Start of Supplied records
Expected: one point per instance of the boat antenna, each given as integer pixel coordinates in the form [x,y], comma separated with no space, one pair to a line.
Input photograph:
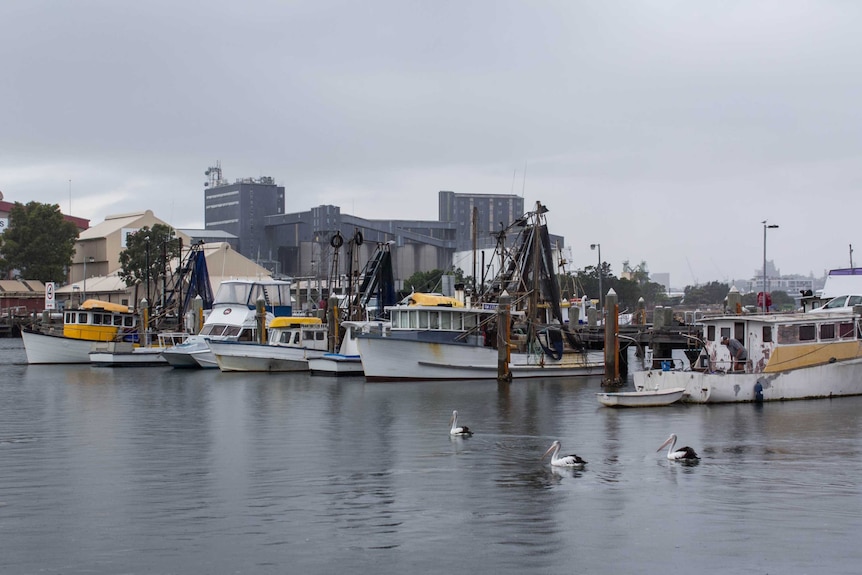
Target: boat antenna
[524,184]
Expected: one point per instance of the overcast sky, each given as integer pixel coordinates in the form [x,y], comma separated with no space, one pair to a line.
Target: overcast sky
[666,131]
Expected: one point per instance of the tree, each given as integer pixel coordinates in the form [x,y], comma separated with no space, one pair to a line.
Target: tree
[39,242]
[155,246]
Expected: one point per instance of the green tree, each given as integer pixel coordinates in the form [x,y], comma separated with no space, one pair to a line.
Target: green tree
[156,246]
[39,243]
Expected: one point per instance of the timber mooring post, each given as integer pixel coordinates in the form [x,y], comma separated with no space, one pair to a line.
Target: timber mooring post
End of Supplied records
Task goal: Give only a number, namely how many lines in the entries above hold the word "mooring".

Solution to the exercise: 2